» Exercise description: Transcribe every line exactly and omit anything that is a picture.

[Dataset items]
%%

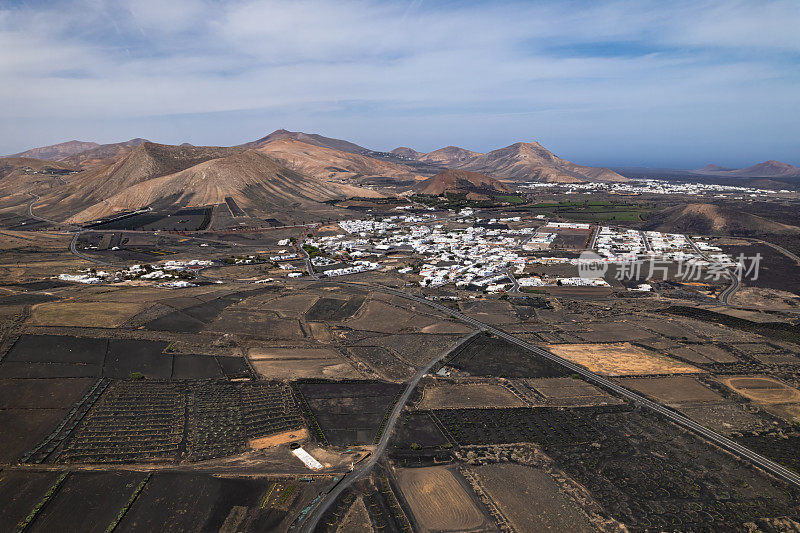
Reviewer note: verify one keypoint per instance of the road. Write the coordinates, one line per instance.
(732, 288)
(315, 514)
(595, 234)
(647, 246)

%%

» Reply to the exercise:
Reviewer note: verify one keypoint per instance of the road. Write the coordinates, one line per instance.
(732, 288)
(315, 514)
(595, 234)
(647, 246)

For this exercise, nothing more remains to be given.